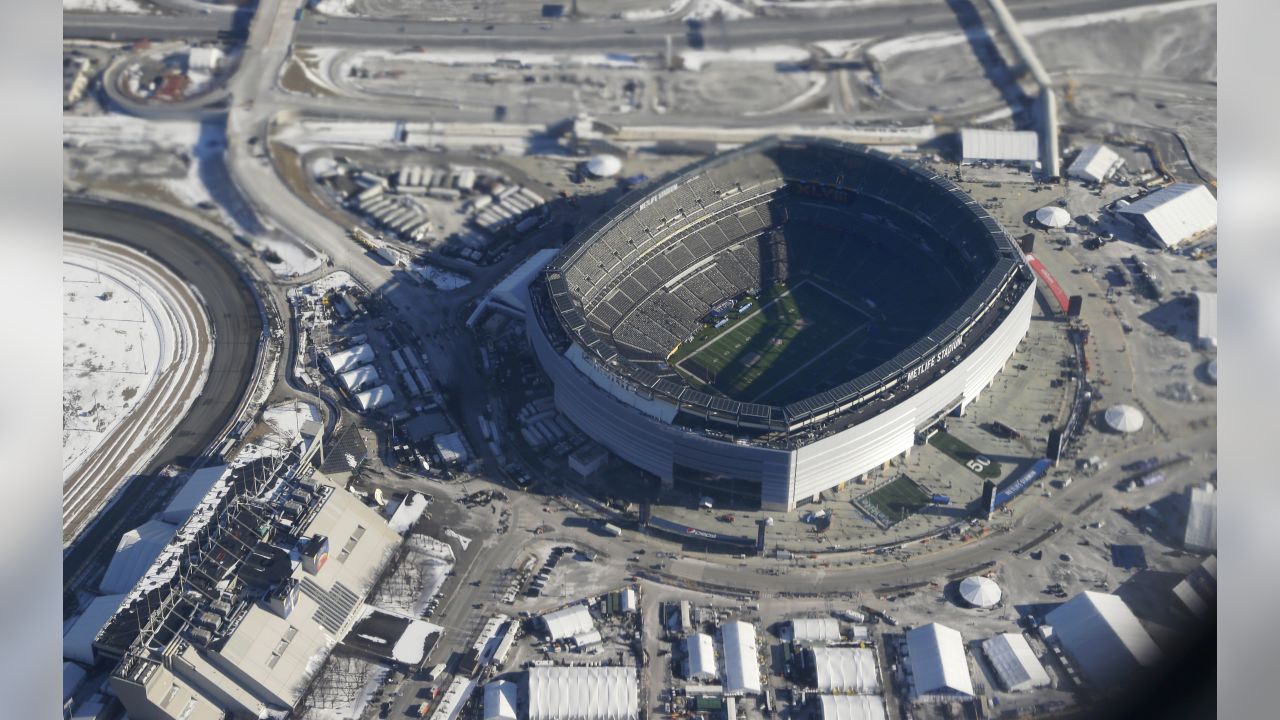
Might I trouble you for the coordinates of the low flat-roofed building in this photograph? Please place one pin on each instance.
(583, 693)
(1104, 638)
(851, 707)
(938, 666)
(568, 621)
(1020, 147)
(1096, 163)
(741, 659)
(845, 670)
(1174, 214)
(1013, 659)
(814, 629)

◆ ◆ ◆ ◆ ◆ ◆ ◆

> Work instructions
Copy all of the listing word for word, minus the images.

> Response below
Might I trouble you for the coordinates of the low flat-roofed building in this photograph? Please place one pin on each instance.
(583, 693)
(1104, 638)
(851, 707)
(938, 666)
(568, 621)
(1020, 147)
(1096, 163)
(741, 659)
(845, 670)
(1174, 214)
(1013, 659)
(814, 629)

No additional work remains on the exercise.